* DATA FOR THIS TASK:
◇ ◇ ◇ ◇

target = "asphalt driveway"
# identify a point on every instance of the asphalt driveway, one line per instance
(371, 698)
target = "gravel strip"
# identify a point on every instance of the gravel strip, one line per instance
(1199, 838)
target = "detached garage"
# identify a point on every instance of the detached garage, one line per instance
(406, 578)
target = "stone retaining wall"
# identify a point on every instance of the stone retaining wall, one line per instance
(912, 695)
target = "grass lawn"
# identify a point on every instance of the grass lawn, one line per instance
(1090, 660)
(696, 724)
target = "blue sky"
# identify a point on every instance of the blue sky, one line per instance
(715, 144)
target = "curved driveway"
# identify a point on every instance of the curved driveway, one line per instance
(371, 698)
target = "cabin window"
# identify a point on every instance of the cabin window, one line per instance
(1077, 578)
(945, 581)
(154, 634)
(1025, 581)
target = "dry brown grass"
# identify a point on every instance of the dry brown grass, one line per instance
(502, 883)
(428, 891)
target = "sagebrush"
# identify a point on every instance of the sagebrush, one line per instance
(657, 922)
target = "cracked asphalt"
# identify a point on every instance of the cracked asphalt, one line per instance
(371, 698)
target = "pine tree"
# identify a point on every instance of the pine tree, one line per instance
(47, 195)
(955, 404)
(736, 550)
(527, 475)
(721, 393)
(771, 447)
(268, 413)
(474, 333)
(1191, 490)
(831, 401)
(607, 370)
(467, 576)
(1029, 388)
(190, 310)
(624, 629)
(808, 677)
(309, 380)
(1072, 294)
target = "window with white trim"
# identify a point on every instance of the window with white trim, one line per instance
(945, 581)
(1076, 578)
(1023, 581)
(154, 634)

◇ ◇ ◇ ◇

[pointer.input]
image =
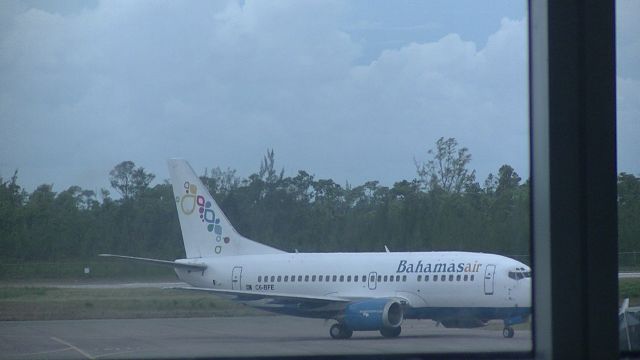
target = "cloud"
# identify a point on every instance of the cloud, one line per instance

◇ ◇ ◇ ◇

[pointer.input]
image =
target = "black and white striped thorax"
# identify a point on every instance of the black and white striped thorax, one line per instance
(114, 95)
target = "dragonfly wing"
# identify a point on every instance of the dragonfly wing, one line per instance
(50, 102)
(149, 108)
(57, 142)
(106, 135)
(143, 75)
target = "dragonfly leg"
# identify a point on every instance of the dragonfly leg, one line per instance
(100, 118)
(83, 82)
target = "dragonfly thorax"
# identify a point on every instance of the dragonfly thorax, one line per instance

◇ ◇ ◇ ◇

The answer must be every line of the entries that includes the word "cloud".

target = "cloud"
# identify a point on every instance of the cloud, one line per instance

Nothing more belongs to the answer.